▶ **Source text**:
--- START ---

Author(s): Rania S. Salah, Hanaa H. Ahmed, Somia H. Abd-Allah, Rasha E. Hassan, Wagdy K.B. Khalil, Ahmed A. Abd-Rabou, Gilane M. Sabry

Email(s): rose_r1985@yahoo.com

DOI: 10.5958/0974-360X.2021.00223.7   

Address: Rania S. Salah1,2,*, Hanaa H. Ahmed1,2, Somia H. Abd-Allah3, Rasha E. Hassan4, Wagdy K.B. Khalil5, Ahmed A. Abd-Rabou1,2, Gilane M. Sabry4
1 Hormones Department, Medical Research Division, National Research Centre, Dokki, Giza, Egypt.
2 Stem cell Lab., Centre of Excellence for Advanced Science, National Research Centre, Dokki, Giza, Egypt.
3 Medical Biochemistry and Molecular Biology Department, Faculty of Medicine, Zagazig University, Zagazig, Egypt.
4 Biochemistry Department, Faculty of Science, Ain Shams University, Cairo, Egypt.
5 Cell Biology Department, Genetic Engineering and Biotechnology Division, National Research Centre, Dokki, Giza, Egypt.
*Corresponding Author

Published In:   Volume - 14,      Issue - 3,     Year - 2021


ABSTRACT:
Temporal lobe epilepsy (TLE) with unsatisfactory treatment options requires alternative therapeutic approaches. Stem cells have been recognized as one of the potential curative candidates in various diseases following numerous tests in animals and clinical trials. This study investigated the influence of mesenchymal stem cells (MSCs) derived from bone marrow (BM-MSCs) or adipose tissue (AD-MSCs) on biochemical, molecular and histopathological variations implicated in epileptogenesis of pilocarpine model. Seventy-five adult male Wistar rats were allocated into five groups: (1) placebo group, (2) acute epileptic group, (3) acute epileptic group treated with BM-MSCs, (4) acute epileptic group treated with AD-MSCs and (5) acute epileptic group treated with carbamazepine (CBZ). Brain heat shock protein-70 (HSP-70), S100 calcium binding protein B (S100ß) and caspase-8 levels were assayed by ELISA. Hippocampal toll like receptor-4 (TLR-4) gene expression level was investigated by sqRT-PCR. Histopathological examinations of hippocampal and cortical tissues were carried out. BM-MSCs or AD-MSCs infusion elicated significant decline in HSP-70, S100ß, caspase-8 levels and TLR-4 gene expression level. Micrograph of brain tissue section of acute epileptic rat displayed nucleus pyknosis, while MSCs-treated rats showed almost intact brain histological organization. The outcomes of this research reveal the crucial role of MSCs in seizure control and neural repair via their anti-oxidant, anti-inflammatory and anti-apoptotic properties. Besides, their potentiality in the regulation of blood brain barrier (BBB) integrity. Thus, the present attempt provides critical insights into the mechanism of MSCs therapy in TLE to facilitate the development of cell-based therapy in epileptic patients.

--- END ---

▶ **Collected material**:
--- START ---

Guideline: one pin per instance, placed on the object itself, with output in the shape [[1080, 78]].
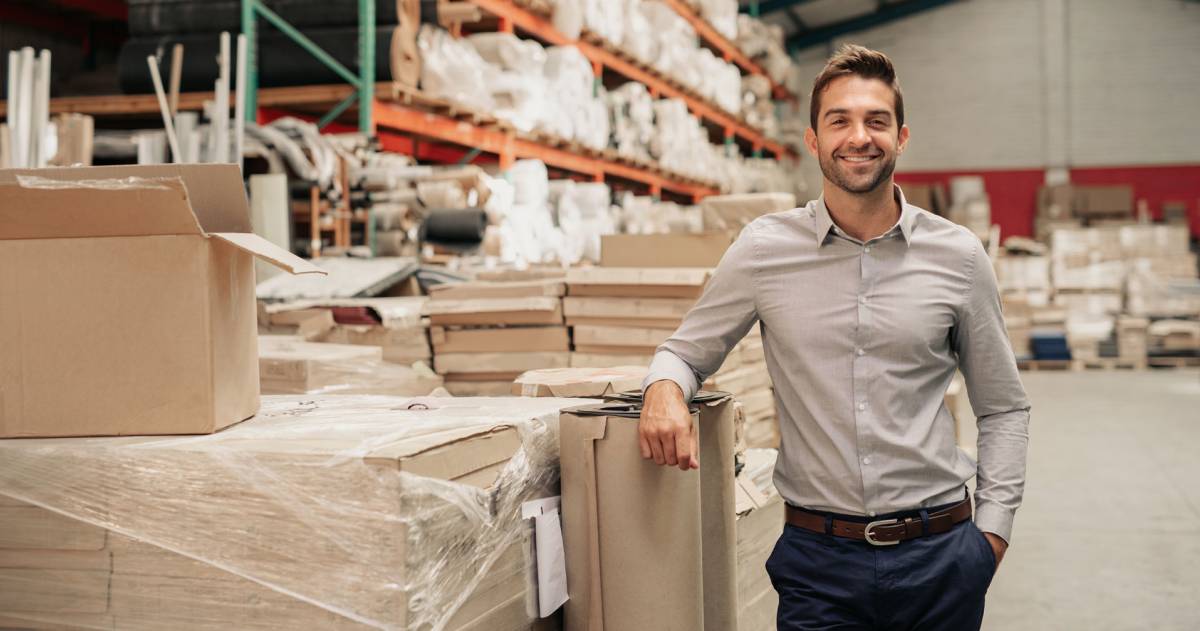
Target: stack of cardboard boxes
[[1068, 206], [485, 335], [618, 316], [394, 324], [327, 512], [292, 366]]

--- END ---

▶ **Problems to solve**:
1) Can you return the part of the epilepsy abstract from "DOI: 10.5958/0974-360X.2021.00223.7" to "University, Cairo, Egypt.", word for word?
2) Answer these questions using the epilepsy abstract:
(a) In which volume, issue and year was the study published?
(b) How many rats were used, and of what kind?
(c) Which method was used to measure hippocampal TLR-4 gene expression?

▶ **Expected results**:
1)
DOI: 10.5958/0974-360X.2021.00223.7   

Address: Rania S. Salah1,2,*, Hanaa H. Ahmed1,2, Somia H. Abd-Allah3, Rasha E. Hassan4, Wagdy K.B. Khalil5, Ahmed A. Abd-Rabou1,2, Gilane M. Sabry4
1 Hormones Department, Medical Research Division, National Research Centre, Dokki, Giza, Egypt.
2 Stem cell Lab., Centre of Excellence for Advanced Science, National Research Centre, Dokki, Giza, Egypt.
3 Medical Biochemistry and Molecular Biology Department, Faculty of Medicine, Zagazig University, Zagazig, Egypt.
4 Biochemistry Department, Faculty of Science, Ain Shams University, Cairo, Egypt.

2)
(a) Volume 14, Issue 3, 2021.
(b) Seventy-five adult male Wistar rats.
(c) sqRT-PCR.